=== Problem to solve ===
Reproduce each of the following lines word for word, without changing anything.

───── Source material ─────

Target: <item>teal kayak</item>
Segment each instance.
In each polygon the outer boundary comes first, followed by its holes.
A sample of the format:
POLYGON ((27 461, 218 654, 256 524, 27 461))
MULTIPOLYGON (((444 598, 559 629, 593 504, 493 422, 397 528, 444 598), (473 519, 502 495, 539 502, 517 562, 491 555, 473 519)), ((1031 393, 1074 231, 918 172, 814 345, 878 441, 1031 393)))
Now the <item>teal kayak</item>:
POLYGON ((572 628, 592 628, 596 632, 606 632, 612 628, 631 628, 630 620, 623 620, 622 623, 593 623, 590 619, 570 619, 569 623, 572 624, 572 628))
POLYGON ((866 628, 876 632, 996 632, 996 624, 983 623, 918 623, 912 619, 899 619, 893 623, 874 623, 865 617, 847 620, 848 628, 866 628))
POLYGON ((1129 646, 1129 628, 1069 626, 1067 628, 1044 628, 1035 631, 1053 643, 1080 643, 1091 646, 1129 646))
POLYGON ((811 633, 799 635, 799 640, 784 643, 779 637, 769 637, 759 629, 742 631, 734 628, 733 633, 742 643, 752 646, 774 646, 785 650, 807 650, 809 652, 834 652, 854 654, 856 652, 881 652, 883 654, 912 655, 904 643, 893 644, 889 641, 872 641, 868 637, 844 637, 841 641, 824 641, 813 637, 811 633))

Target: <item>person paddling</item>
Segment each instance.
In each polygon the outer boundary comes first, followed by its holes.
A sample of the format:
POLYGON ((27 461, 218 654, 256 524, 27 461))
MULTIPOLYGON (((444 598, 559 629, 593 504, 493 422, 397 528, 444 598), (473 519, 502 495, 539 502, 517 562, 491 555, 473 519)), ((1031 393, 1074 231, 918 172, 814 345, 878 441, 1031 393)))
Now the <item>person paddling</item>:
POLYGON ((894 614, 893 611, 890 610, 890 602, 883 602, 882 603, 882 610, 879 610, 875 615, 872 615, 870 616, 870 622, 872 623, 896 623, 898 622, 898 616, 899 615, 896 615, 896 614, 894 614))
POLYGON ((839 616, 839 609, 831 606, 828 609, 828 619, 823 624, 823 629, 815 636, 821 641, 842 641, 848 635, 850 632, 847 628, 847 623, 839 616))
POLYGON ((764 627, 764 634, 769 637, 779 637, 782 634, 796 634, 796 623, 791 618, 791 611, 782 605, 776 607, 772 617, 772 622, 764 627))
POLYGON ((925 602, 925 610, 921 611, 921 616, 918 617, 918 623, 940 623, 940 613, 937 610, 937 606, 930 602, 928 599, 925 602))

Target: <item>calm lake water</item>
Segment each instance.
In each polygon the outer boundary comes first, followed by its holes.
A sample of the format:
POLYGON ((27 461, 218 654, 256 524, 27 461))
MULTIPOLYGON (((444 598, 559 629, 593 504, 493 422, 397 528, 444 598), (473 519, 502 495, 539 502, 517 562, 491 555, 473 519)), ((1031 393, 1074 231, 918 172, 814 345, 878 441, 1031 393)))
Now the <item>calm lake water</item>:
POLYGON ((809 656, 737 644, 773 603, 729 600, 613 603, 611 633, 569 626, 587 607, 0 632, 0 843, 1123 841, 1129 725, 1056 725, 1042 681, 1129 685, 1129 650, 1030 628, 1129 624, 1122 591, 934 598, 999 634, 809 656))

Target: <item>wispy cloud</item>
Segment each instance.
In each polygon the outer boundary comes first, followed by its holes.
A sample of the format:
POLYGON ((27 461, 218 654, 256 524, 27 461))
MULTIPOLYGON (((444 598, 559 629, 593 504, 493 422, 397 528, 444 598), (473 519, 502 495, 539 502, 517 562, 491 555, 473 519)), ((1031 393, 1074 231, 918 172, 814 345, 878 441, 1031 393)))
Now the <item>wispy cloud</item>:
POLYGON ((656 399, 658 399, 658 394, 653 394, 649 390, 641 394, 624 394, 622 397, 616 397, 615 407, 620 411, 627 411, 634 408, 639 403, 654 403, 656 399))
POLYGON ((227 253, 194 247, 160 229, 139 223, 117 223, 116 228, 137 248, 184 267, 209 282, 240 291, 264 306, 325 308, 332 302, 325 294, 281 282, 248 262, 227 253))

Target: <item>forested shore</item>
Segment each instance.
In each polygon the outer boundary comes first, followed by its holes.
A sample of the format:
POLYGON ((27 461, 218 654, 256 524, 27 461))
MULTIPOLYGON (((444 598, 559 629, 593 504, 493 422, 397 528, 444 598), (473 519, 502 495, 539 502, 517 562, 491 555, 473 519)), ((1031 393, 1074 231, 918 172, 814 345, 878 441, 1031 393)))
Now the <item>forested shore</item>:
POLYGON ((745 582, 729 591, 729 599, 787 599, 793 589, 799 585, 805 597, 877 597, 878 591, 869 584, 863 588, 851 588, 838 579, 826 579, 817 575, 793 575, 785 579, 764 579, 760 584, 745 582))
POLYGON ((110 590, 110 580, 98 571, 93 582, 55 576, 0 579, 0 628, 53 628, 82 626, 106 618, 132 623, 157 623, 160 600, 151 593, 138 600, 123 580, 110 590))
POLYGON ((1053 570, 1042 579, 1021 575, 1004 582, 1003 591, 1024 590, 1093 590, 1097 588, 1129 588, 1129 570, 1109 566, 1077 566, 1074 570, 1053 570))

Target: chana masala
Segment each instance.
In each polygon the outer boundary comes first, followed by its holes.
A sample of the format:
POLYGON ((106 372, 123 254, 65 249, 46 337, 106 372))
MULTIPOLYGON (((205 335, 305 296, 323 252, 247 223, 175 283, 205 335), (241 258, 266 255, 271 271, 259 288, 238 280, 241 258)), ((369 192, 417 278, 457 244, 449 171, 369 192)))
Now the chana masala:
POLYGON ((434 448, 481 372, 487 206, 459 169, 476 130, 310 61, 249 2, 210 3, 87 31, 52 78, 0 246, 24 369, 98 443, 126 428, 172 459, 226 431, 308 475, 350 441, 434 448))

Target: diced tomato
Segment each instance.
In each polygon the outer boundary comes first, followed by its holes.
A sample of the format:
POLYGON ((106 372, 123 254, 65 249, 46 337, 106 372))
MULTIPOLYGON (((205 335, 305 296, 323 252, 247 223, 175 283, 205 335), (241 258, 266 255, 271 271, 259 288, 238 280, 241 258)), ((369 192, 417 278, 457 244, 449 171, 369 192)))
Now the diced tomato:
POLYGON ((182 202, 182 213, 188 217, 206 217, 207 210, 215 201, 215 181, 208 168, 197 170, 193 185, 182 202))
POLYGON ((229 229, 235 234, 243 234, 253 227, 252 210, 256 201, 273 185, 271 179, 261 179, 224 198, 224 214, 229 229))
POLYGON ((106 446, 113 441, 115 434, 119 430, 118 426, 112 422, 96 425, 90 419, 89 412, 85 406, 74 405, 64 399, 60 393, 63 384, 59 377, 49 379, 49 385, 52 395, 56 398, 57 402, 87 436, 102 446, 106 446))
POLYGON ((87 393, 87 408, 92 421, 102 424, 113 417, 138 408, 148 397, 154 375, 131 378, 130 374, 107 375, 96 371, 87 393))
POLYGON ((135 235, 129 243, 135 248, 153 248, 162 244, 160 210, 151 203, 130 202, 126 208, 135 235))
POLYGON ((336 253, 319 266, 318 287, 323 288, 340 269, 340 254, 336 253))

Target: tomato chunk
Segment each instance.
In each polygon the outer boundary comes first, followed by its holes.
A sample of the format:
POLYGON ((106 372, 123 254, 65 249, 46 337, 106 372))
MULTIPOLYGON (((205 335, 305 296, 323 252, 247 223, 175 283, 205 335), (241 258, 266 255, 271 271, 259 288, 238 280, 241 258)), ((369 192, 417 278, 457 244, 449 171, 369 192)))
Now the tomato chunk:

─────

=== Full output ===
Target: <item>teal kayak</item>
Segment each instance.
In each polygon the outer boundary comes first, followed by its holes.
A sample of the format:
POLYGON ((27 461, 218 654, 256 524, 27 461))
MULTIPOLYGON (((444 598, 559 629, 593 504, 493 422, 397 528, 444 598), (473 519, 502 495, 539 502, 517 562, 491 555, 473 519)), ((1031 393, 1074 231, 918 172, 814 345, 878 441, 1031 393)))
Now the <item>teal kayak</item>:
POLYGON ((572 628, 592 628, 596 632, 606 632, 612 628, 631 628, 630 620, 623 620, 622 623, 593 623, 590 619, 570 619, 569 623, 572 624, 572 628))
POLYGON ((866 628, 876 632, 996 632, 996 624, 983 623, 918 623, 912 619, 899 619, 893 623, 874 623, 865 617, 847 620, 848 628, 866 628))
POLYGON ((1129 646, 1129 628, 1069 626, 1067 628, 1044 628, 1035 631, 1053 643, 1080 643, 1091 646, 1129 646))
POLYGON ((811 633, 799 635, 799 640, 784 643, 779 637, 769 637, 759 629, 742 631, 734 628, 733 633, 742 643, 752 646, 774 646, 785 650, 807 650, 809 652, 834 652, 854 654, 856 652, 881 652, 883 654, 912 655, 904 643, 893 644, 889 641, 872 641, 868 637, 844 637, 841 641, 824 641, 813 637, 811 633))

Target: <item>person paddling</item>
Segment each instance.
In each polygon the outer boundary comes first, followed by its holes.
A sample of the format:
POLYGON ((27 461, 218 654, 256 524, 27 461))
MULTIPOLYGON (((444 598, 559 629, 593 504, 493 422, 397 528, 444 598), (473 519, 502 495, 539 502, 517 562, 491 555, 473 519)), ((1031 393, 1074 231, 918 172, 814 345, 878 441, 1031 393)))
Now the <item>person paddling</item>:
POLYGON ((894 614, 893 611, 890 610, 890 602, 883 602, 882 603, 882 610, 879 610, 875 615, 872 615, 870 616, 870 622, 872 623, 896 623, 898 622, 898 616, 899 615, 896 615, 896 614, 894 614))
POLYGON ((839 616, 839 609, 831 606, 828 609, 828 619, 823 624, 823 629, 815 636, 821 641, 842 641, 848 635, 850 632, 847 628, 847 623, 839 616))
POLYGON ((764 627, 764 634, 769 637, 779 637, 782 634, 796 634, 796 623, 791 618, 791 611, 782 605, 776 607, 772 617, 772 622, 764 627))
POLYGON ((925 602, 925 610, 921 611, 921 616, 918 617, 918 623, 940 623, 940 613, 937 610, 937 606, 930 602, 928 599, 925 602))

Target: <item>calm lake water</item>
Segment each instance.
In each polygon the outer boundary comes first, followed by its holes.
A sample of the format:
POLYGON ((27 461, 218 654, 256 524, 27 461))
MULTIPOLYGON (((444 598, 559 629, 593 504, 493 422, 397 528, 444 598), (473 519, 502 495, 539 502, 517 562, 491 555, 473 519)), ((1031 393, 1074 231, 918 172, 814 345, 878 441, 1031 393)))
Now the <item>calm lake water</item>:
POLYGON ((809 656, 737 644, 773 603, 729 600, 613 603, 611 633, 569 626, 587 607, 0 632, 0 843, 1123 841, 1129 725, 1056 725, 1042 681, 1129 685, 1129 650, 1030 628, 1129 624, 1122 591, 934 598, 999 634, 809 656))

Target: <item>wispy cloud</item>
Segment each instance.
In each polygon the outer boundary comes first, followed by its holes.
A sample of the format:
POLYGON ((27 461, 218 654, 256 524, 27 461))
MULTIPOLYGON (((444 598, 559 629, 593 504, 493 422, 397 528, 444 598), (473 519, 502 495, 539 502, 517 562, 491 555, 473 519)), ((1031 393, 1074 231, 918 172, 814 345, 878 441, 1031 393)))
Now the <item>wispy cloud</item>:
POLYGON ((656 399, 658 399, 658 394, 653 394, 649 390, 641 394, 624 394, 622 397, 616 397, 615 407, 620 411, 627 411, 634 408, 639 403, 654 403, 656 399))
POLYGON ((227 253, 194 247, 160 229, 139 223, 117 223, 116 228, 137 248, 184 267, 209 282, 240 291, 264 306, 325 308, 332 302, 325 294, 281 282, 248 262, 227 253))

Target: <item>forested shore</item>
Segment each instance.
In each polygon the outer boundary comes first, followed by its holes.
A sample of the format:
POLYGON ((27 461, 218 654, 256 524, 27 461))
MULTIPOLYGON (((444 598, 559 629, 593 504, 493 422, 397 528, 444 598), (473 519, 502 495, 539 502, 517 562, 491 555, 473 519)), ((1031 393, 1074 231, 918 172, 814 345, 878 441, 1031 393)))
Now the <item>forested shore</item>:
POLYGON ((745 582, 729 591, 729 599, 787 599, 793 589, 799 585, 805 597, 877 597, 878 591, 869 584, 863 588, 851 588, 838 579, 826 579, 817 575, 793 575, 785 579, 764 579, 760 584, 745 582))
POLYGON ((110 590, 110 580, 98 571, 93 582, 55 576, 0 579, 0 628, 53 628, 82 626, 106 618, 132 623, 157 623, 160 600, 151 593, 138 600, 123 580, 110 590))
POLYGON ((1053 570, 1042 579, 1021 575, 1004 582, 1003 591, 1024 590, 1093 590, 1097 588, 1129 588, 1129 570, 1109 566, 1077 566, 1074 570, 1053 570))

Target: chana masala
Segment each instance.
In each polygon the outer boundary comes first, followed by its holes.
A sample of the format:
POLYGON ((106 372, 123 254, 65 249, 46 337, 106 372))
MULTIPOLYGON (((205 335, 305 296, 323 252, 247 223, 175 283, 205 335), (241 258, 266 255, 271 271, 259 288, 238 280, 241 258)), ((369 192, 417 278, 457 244, 449 171, 369 192)))
Now the chana masala:
POLYGON ((434 448, 481 372, 487 206, 459 169, 476 130, 310 61, 249 2, 210 3, 87 31, 52 78, 0 246, 24 369, 98 443, 126 428, 172 459, 226 431, 308 475, 350 441, 434 448))

Target: diced tomato
Segment each instance.
In each polygon the outer boundary comes first, followed by its holes.
A sample of the format:
POLYGON ((106 372, 123 254, 65 249, 46 337, 106 372))
MULTIPOLYGON (((205 335, 305 296, 323 252, 247 223, 175 283, 205 335), (241 258, 266 255, 271 271, 259 288, 238 280, 241 258)), ((369 192, 417 278, 457 244, 449 171, 369 192)))
Now the diced tomato:
POLYGON ((182 202, 182 213, 188 217, 206 217, 207 210, 215 201, 215 181, 208 168, 197 170, 193 185, 182 202))
POLYGON ((229 229, 235 234, 243 234, 253 227, 252 210, 256 201, 273 185, 271 179, 261 179, 224 198, 224 214, 229 229))
POLYGON ((106 446, 113 441, 115 434, 119 430, 118 426, 112 422, 96 425, 90 419, 89 412, 85 406, 74 405, 64 399, 60 393, 63 384, 59 377, 49 379, 49 385, 52 395, 56 398, 57 402, 87 436, 102 446, 106 446))
POLYGON ((87 393, 87 408, 92 421, 102 424, 113 417, 138 408, 148 397, 154 375, 131 378, 130 374, 107 375, 96 371, 87 393))
POLYGON ((135 235, 129 243, 135 248, 153 248, 162 244, 160 210, 151 203, 130 202, 126 208, 135 235))
POLYGON ((336 253, 319 266, 318 287, 323 288, 340 269, 340 254, 336 253))

Target: tomato chunk
Segment each instance.
In each polygon the outer boundary comes first, followed by its holes.
A sample of the format:
POLYGON ((106 372, 123 254, 65 249, 46 337, 106 372))
MULTIPOLYGON (((205 335, 305 296, 323 252, 247 223, 175 283, 205 335), (241 258, 266 255, 271 271, 259 288, 238 280, 241 258)), ((369 192, 417 278, 457 244, 449 171, 369 192)))
Now the tomato chunk:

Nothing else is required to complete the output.